EXERCISE 1:
Using the article about the Panthers, decide whether each statement agrees with it, answering yes or no and quoting the words that settle it: (a) The Panthers have won four games in a row. (b) Rivera says he watches football when he is away from work. (c) The Panthers are two games behind New Orleans.
EXERCISE 2:
Render this sentence from the article about the Panthers in Spanish: "The analysts might begin talking about them as a contender for the NFC South title instead of a wild card spot."
EXERCISE 3:
Write the next part of the article about the Panthers, starting after its last sentence.

GIVEN TEXT:
::::::::

I tried to get him to think like a fan, asking if he had a choice between the New England Patriots and 49ers or the Tampa Bay Buccaneers and Jacksonville Jaguars during an off day which he would watch.
He didn't bite.
"I'd watch them both,'' Rivera said with a laugh. "I would watch who we are about to play, first and foremost. Honestly, when I'm not here, I'm not watching football.''
This is why the Panthers (5-3) have won four straight and five of their last six games to make this West Coast trip big. They don't look ahead. They don't look at the 49ers (6-2), the defending NFC Champions, any differently than they do the winless Bucs.
It's also frustrating.
You want somebody to say this game is huge, because it is. A win over San Francisco would make a statement that none of the other five games against opponents that are a collective 9-33 did. It would say the Panthers are a serious contender to not only make the playoffs, but possibly be relevant in the postseason.
The analysts might begin talking about them as a contender for the NFC South title instead of a wild card spot. They trail New Orleans by a game with two games left against the Saints.

::::::::

(Object point labels)
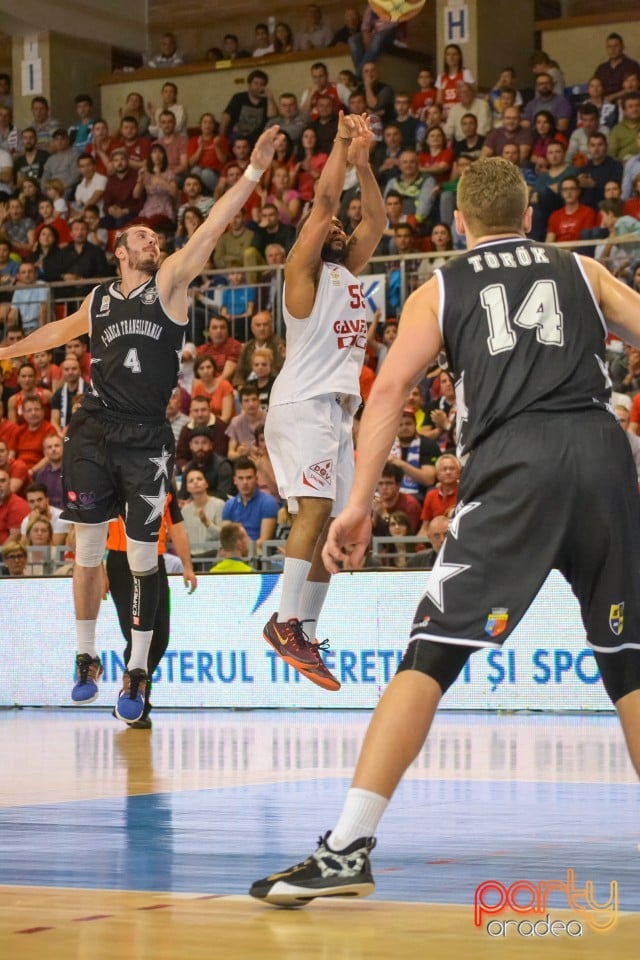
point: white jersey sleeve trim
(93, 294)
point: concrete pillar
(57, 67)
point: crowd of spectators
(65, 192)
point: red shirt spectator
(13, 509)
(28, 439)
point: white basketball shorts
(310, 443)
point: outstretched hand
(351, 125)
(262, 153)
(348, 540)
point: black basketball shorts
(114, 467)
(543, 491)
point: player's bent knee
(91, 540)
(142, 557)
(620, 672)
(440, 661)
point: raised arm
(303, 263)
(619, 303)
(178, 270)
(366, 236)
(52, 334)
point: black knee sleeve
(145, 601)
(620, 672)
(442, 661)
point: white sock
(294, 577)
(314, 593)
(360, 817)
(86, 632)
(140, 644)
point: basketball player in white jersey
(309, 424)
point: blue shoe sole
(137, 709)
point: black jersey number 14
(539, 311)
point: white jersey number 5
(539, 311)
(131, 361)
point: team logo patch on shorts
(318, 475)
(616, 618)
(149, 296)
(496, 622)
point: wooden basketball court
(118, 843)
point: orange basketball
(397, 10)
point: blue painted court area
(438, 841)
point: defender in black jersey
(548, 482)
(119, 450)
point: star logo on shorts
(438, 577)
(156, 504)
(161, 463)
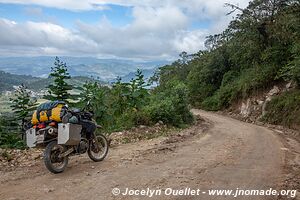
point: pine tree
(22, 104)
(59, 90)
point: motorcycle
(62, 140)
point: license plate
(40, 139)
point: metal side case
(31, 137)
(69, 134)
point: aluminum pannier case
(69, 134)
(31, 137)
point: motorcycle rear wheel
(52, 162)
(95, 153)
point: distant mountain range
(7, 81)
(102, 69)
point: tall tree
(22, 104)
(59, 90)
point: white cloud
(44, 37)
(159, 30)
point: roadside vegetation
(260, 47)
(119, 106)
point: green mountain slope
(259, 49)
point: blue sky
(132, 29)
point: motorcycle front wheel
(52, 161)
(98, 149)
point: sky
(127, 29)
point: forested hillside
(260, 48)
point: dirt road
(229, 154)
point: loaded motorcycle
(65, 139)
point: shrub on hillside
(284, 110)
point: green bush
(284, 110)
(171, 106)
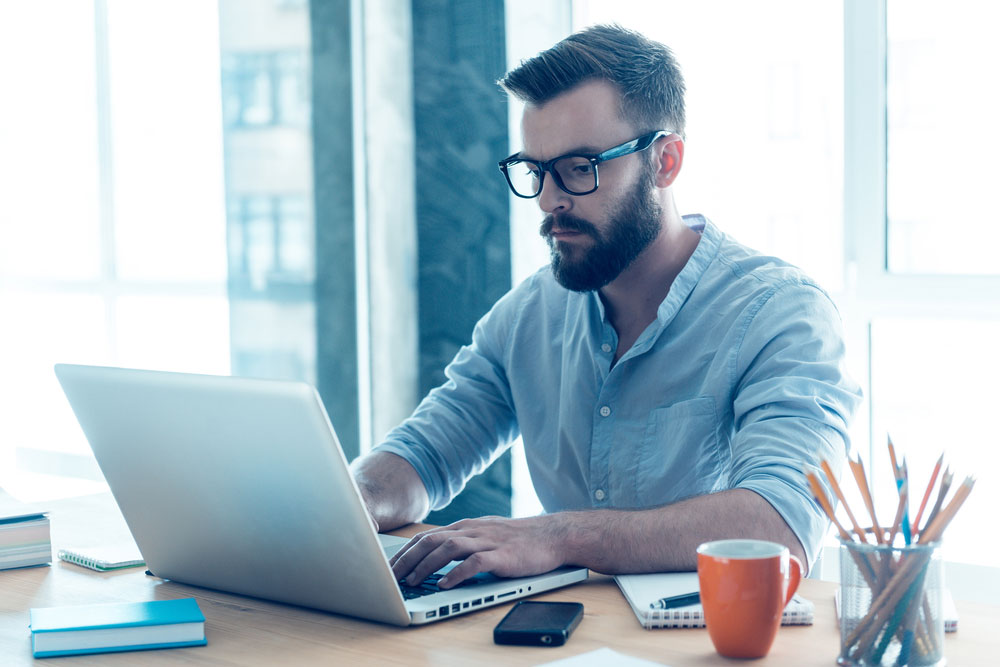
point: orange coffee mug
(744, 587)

::::::::

WRITTEN RESPONSE 1:
(a) Yes: "the Panthers (5-3) have won four straight"
(b) No: "Honestly, when I'm not here, I'm not watching football."
(c) No: "They trail New Orleans by a game with two games left against the Saints."

WRITTEN RESPONSE 2:
Los analistas podrían empezar a hablar de ellos como aspirantes al título de la NFC Sur en lugar de a un puesto de comodín.

WRITTEN RESPONSE 3:
But those, apparently, are the thoughts of analysts and fans who can let their minds wander into the future. Rivera has this group focused on the present like a fighter pilot on his target.
And when they appeared to lose that focus just a bit in Friday's practice, he reigned them back in and re-focused them. That's how Carolina became relevant. That's how it will remain relevant.
Asked how he personally was handling being relevant, Rivera didn't waiver from what he tells the team.
"The big thing, we're trying to maintain this as a one game at a time attitude,'' he said. "This is a big game, but it's the next big game.''
I get it. So have the players. They've bought into this lock, stock and barrel. Rivera saw it happening towards the end of last season when the Panthers won their last four games and five of their last six.
"It's a very, very unique thing,'' safety Mike Mitchell said. "I've heard coaches say it in the past, but it's genuine in the way we prepare and the way [Rivera] teaches and coaches us.
"What he talks about in the meetings and the private settings on the team, he really believes the biggest game is the next game and it trickles it down to us.''
Rivera doesn't have to look hard for examples as to why you can't treat the 49ers differently from the Buccaneers. Most of them saw the same Tampa Bay they dismantled the week before go up 21-0 on NFC powerhouse Seattle before losing in overtime.
"That's why you have to prepare for the next game as your biggest game,'' Mitchell said "If you don't, you're going to get your butt beat.''
Player by player, each said the same thing. Nobody diverted. Defensive end Greg Hardy is so focused he claimed not to be aware of all the controversy going on in Miami.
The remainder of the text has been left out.